Rewrite the listing from its first line through the line containing "291,268 -> 468,344", including that line, and decrease every coordinate in the answers by 30. Leave the requests and their format samples as they are.

Exercise input:
□ □ □ □

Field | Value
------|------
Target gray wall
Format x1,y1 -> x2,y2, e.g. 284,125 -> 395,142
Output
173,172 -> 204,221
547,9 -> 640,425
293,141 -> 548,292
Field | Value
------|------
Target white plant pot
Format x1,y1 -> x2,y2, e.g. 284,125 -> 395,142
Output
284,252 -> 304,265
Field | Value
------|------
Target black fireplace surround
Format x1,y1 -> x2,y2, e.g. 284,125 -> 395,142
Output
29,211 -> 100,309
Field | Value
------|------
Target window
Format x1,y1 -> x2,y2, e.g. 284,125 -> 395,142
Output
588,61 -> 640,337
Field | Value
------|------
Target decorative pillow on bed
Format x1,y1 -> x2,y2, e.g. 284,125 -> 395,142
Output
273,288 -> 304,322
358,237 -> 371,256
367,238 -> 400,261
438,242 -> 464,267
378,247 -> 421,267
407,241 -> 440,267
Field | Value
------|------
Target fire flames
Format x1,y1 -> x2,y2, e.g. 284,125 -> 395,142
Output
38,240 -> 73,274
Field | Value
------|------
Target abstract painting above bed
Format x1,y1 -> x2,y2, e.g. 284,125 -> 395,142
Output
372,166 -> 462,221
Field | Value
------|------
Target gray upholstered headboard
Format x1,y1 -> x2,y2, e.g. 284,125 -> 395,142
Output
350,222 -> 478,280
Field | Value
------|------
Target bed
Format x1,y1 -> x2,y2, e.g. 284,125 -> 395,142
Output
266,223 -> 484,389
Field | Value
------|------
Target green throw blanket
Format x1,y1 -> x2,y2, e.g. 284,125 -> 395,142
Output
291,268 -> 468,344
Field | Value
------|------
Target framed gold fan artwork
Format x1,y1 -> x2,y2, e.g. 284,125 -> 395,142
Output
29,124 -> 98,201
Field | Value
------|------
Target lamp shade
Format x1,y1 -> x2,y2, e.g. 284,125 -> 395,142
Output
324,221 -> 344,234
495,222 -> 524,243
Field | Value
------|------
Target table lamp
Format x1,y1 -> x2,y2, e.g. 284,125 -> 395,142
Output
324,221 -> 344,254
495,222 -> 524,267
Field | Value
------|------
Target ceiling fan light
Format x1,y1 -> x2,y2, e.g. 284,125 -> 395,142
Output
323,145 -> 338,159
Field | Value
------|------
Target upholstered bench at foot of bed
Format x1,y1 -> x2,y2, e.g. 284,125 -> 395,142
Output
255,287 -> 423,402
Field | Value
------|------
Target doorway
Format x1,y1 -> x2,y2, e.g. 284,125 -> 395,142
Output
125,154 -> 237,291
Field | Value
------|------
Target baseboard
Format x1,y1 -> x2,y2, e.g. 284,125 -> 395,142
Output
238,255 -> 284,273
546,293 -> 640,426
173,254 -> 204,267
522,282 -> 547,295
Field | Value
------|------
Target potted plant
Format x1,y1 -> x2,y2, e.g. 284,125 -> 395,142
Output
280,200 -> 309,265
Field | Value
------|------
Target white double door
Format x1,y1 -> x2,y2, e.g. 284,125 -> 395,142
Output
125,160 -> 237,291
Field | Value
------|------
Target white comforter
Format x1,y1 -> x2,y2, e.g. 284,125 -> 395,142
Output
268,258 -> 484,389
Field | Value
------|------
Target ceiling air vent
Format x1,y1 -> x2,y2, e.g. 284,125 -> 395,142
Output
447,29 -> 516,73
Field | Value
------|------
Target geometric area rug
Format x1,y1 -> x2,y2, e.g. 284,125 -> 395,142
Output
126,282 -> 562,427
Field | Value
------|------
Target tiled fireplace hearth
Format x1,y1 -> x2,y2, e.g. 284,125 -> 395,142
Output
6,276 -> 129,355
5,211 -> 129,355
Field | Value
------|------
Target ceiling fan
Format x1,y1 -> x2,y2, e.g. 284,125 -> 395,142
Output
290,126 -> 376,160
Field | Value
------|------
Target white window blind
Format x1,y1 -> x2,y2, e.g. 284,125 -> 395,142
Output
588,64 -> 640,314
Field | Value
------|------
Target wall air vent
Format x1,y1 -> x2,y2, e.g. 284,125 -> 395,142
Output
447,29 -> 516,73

□ □ □ □

The completed task:
Field | Value
------|------
Target gray wall
Format x1,y1 -> x2,y2, e.g. 284,125 -> 395,142
Output
143,142 -> 174,191
517,-21 -> 610,395
263,111 -> 518,262
Field | Value
------|------
Target white plant pot
Format x1,y1 -> x2,y2, e.g. 284,125 -> 395,142
Output
254,222 -> 274,235
Field | Value
------|------
Target black fireplace surround
Format x1,y1 -> x2,y2, e.g. 284,125 -> 395,142
Output
-1,181 -> 70,279
Field | Value
------|------
Target window
Format x1,y1 -> x2,y2, e.g. 284,125 -> 395,142
Output
558,31 -> 610,307
Field | Value
------|------
Target decorative pillow on bed
Format x1,y1 -> x2,y2, e.g. 284,125 -> 395,142
Output
243,258 -> 274,292
328,207 -> 341,226
337,208 -> 370,231
408,212 -> 434,237
348,217 -> 391,237
377,211 -> 410,237
Field | Value
------|------
Target fire flames
Format x1,y1 -> x2,y2, e.g. 284,125 -> 395,142
Output
8,210 -> 43,244
Field | Value
------|------
Target abstract painting above bed
Format x1,y1 -> x2,y2, e.g. 284,125 -> 395,142
Output
342,136 -> 432,191
Field | Value
------|------
Target gray upholstered headboard
Format x1,y1 -> x2,y2, e.g. 284,125 -> 395,142
Output
320,192 -> 448,250
Field | Value
------|------
Target bed
Format x1,y1 -> x2,y2, e.g. 284,125 -> 395,142
Output
236,193 -> 454,359
Field | Value
------|------
Target green throw blanket
Format x1,y1 -> x2,y2, e.g. 284,125 -> 395,142
Output
261,238 -> 438,314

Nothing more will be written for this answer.